(Lines of data)
· · · · ·

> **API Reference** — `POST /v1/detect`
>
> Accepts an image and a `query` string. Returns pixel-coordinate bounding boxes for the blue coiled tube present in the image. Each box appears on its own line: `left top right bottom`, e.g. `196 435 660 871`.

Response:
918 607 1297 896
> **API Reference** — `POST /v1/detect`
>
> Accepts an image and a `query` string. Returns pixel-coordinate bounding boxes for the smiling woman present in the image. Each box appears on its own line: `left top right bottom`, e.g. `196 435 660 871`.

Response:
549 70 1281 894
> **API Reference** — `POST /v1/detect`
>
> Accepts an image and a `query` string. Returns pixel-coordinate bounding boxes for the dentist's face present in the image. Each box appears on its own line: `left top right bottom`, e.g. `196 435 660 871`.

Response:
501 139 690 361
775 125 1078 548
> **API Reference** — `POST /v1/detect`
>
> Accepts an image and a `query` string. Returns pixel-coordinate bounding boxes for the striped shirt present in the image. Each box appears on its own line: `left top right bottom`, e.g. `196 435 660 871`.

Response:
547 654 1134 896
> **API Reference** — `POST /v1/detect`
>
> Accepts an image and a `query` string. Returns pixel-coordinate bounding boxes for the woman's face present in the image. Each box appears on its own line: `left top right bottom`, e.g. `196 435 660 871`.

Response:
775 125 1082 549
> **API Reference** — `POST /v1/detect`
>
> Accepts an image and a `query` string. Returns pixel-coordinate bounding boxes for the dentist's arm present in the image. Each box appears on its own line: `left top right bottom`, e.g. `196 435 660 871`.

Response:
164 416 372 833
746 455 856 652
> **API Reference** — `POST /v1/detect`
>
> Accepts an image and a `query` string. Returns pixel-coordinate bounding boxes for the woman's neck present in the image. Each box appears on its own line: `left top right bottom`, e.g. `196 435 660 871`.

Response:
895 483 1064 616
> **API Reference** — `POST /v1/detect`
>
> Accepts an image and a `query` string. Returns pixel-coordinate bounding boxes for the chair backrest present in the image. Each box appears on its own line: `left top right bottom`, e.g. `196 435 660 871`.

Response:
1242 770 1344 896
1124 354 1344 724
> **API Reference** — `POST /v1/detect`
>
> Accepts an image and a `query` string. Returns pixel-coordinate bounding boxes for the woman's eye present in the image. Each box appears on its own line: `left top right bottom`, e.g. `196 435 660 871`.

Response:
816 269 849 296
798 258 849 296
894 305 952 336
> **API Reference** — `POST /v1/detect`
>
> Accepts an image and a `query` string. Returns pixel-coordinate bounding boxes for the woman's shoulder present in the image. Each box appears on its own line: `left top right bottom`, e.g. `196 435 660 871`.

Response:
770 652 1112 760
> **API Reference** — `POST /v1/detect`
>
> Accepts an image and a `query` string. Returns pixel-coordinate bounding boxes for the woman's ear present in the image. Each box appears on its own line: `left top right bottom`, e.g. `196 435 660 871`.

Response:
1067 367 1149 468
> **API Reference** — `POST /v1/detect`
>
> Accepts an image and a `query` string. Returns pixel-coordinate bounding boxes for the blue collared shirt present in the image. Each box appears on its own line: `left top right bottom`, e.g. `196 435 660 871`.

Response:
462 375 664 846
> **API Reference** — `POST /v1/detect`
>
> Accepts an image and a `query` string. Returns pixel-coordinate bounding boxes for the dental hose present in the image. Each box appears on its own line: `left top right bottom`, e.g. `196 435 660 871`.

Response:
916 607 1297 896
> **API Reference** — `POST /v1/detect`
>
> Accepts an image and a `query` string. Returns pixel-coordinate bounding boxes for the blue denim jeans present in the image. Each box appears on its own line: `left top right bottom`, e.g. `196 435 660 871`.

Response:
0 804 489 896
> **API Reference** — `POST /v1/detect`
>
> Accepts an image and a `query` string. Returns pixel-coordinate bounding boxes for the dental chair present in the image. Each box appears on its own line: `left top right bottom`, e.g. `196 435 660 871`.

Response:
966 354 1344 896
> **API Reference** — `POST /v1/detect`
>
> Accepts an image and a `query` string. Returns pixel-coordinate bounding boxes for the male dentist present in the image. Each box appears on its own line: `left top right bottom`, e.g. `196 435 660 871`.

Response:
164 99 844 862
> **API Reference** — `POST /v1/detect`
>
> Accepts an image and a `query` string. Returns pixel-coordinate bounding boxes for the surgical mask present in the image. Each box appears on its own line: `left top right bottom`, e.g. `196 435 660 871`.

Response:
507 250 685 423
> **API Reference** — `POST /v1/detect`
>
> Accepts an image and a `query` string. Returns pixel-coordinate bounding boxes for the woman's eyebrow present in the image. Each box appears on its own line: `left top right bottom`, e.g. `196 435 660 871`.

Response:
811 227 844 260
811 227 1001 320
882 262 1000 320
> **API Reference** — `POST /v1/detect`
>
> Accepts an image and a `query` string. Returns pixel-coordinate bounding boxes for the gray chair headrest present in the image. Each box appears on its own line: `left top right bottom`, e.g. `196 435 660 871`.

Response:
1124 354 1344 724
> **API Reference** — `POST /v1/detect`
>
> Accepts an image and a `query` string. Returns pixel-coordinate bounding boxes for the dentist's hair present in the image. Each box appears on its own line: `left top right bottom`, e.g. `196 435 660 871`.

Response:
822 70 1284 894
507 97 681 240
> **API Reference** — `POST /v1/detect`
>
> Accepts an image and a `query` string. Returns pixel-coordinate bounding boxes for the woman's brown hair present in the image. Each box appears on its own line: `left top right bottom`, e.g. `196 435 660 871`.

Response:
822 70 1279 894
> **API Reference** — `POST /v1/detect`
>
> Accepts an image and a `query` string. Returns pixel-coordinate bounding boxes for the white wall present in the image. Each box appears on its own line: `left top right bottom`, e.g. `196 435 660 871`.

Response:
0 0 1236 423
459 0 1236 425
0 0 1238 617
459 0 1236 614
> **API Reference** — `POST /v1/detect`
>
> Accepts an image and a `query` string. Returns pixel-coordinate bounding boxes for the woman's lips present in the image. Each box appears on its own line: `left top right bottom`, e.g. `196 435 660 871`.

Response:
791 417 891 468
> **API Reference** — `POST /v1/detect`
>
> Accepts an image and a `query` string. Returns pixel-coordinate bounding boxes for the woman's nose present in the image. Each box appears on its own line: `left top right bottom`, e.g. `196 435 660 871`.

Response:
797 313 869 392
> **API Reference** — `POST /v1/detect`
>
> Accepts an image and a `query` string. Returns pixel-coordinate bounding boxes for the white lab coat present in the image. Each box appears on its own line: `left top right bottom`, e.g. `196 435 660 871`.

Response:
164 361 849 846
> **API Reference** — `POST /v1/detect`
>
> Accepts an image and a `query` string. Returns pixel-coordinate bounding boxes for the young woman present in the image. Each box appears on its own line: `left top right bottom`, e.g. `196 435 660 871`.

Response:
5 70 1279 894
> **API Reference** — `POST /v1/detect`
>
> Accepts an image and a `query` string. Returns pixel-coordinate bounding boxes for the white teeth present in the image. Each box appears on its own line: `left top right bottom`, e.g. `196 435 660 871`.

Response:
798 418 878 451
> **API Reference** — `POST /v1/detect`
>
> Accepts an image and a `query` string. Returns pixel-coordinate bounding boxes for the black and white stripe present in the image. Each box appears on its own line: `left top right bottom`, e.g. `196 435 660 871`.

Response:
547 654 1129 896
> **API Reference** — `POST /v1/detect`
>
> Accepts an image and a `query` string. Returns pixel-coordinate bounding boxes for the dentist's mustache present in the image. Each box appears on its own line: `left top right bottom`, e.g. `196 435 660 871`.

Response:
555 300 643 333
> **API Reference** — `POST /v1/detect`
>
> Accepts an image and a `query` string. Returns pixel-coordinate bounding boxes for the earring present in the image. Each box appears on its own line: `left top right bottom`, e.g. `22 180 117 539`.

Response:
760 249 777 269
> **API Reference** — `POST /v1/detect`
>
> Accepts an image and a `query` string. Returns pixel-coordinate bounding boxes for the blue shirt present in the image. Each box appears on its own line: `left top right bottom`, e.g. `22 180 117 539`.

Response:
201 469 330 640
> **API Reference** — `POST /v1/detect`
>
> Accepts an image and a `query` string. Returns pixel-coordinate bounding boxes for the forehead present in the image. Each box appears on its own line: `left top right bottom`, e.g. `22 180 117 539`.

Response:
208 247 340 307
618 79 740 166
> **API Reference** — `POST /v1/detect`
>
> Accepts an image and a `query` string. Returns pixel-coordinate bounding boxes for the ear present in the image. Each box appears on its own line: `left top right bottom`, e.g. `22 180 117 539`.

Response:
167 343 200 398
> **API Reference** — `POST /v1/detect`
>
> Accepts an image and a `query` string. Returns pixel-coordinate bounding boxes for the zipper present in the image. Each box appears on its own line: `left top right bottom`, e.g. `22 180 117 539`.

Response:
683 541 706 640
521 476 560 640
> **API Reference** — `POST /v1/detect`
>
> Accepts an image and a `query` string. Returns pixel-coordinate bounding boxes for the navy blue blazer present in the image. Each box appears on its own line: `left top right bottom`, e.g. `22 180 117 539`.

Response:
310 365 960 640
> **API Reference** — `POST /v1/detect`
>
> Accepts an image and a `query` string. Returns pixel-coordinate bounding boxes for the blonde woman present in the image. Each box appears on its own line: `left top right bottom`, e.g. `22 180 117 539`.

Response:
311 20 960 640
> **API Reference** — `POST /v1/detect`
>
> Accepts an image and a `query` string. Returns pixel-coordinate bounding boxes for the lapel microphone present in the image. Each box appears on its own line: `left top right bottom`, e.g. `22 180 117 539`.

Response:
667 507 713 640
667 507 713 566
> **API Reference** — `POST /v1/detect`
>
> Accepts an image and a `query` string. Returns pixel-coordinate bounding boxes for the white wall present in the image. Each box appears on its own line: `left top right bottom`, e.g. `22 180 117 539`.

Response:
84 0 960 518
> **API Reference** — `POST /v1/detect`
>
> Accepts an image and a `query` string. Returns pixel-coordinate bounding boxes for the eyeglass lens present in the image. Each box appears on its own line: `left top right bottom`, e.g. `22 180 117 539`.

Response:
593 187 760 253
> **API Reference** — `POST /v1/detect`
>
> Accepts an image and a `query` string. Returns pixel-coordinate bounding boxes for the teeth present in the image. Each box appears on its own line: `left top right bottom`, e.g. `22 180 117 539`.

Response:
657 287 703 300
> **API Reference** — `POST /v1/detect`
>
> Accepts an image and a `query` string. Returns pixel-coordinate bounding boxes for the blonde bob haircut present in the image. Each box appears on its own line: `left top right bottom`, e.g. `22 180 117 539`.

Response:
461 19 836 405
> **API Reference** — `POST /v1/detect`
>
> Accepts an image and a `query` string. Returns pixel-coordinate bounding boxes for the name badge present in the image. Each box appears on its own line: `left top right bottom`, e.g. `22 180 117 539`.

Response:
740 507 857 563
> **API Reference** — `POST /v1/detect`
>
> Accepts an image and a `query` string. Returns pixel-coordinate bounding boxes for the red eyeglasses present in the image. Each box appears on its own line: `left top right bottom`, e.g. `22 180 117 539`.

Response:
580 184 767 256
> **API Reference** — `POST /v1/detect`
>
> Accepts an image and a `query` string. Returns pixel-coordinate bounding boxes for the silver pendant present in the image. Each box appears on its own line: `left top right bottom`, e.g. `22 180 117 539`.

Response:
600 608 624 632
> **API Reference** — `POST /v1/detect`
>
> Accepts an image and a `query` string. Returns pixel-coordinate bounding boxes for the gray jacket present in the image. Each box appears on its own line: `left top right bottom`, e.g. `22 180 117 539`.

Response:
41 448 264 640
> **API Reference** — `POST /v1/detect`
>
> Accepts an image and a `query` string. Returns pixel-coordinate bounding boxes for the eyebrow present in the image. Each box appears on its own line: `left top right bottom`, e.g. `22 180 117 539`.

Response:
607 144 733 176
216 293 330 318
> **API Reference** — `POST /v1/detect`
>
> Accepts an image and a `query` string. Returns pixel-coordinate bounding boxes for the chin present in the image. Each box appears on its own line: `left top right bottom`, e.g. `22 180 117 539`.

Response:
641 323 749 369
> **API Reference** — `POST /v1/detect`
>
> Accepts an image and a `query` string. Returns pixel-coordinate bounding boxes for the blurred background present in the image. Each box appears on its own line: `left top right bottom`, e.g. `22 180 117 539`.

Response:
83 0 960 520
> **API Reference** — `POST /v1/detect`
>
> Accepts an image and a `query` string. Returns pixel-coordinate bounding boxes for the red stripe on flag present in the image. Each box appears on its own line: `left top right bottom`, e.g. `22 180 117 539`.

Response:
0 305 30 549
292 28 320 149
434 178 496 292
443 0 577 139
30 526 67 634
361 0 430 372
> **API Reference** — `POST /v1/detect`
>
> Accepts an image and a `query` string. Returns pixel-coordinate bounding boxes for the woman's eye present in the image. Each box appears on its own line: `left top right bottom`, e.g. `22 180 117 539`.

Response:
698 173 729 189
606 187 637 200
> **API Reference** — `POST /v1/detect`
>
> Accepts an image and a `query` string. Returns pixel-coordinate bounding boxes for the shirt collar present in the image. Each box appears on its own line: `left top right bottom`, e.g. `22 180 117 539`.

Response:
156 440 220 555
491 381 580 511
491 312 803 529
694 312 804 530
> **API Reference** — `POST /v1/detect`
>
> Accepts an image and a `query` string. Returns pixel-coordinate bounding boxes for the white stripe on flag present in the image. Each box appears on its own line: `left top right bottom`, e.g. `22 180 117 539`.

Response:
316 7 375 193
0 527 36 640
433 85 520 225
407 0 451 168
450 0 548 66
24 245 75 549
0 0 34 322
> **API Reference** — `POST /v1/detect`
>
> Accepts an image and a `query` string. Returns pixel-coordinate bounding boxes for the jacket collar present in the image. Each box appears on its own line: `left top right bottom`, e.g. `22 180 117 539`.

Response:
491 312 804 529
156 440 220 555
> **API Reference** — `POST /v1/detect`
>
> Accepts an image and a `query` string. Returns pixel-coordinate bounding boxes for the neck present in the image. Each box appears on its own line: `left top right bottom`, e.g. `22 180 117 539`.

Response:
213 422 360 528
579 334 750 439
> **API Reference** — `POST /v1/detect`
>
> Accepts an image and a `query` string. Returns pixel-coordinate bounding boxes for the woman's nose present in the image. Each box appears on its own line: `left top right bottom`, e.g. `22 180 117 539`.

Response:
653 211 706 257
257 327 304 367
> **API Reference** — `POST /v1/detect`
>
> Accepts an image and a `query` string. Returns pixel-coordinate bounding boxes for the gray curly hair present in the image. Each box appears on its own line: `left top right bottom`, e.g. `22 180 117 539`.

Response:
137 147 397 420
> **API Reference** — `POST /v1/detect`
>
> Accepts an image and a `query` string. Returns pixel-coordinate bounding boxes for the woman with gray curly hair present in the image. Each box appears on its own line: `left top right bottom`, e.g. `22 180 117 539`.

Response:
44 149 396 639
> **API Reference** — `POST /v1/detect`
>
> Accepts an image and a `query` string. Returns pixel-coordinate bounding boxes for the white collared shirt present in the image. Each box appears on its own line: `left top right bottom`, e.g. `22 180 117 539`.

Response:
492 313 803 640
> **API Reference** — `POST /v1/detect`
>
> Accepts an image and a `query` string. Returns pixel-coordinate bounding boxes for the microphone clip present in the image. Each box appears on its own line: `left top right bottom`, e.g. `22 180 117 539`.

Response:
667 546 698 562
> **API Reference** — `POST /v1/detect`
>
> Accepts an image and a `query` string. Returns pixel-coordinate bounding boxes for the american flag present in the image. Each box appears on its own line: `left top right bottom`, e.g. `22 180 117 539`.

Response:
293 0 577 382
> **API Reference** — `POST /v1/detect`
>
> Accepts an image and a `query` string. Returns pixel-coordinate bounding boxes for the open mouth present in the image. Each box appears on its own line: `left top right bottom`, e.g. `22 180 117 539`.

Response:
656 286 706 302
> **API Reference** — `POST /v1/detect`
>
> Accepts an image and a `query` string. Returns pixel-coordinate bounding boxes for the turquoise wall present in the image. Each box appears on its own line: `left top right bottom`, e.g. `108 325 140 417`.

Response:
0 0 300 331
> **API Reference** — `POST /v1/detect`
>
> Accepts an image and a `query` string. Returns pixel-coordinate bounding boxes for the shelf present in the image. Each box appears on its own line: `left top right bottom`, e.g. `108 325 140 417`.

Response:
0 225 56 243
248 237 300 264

· · · · ·

Copy the items word for word, starting with their very first line and ending with the line that contains "918 607 1297 896". Include both of those lines and nothing else.

> **API Reference** — `POST /v1/detect`
>
> Accepts an image and a `query` string. Returns pixel-coordinate bounding boxes for the blue coiled tube present in the image. Each box appears on its own line: `left top right bottom`, e.g. `196 435 660 871`.

Response:
918 607 1297 896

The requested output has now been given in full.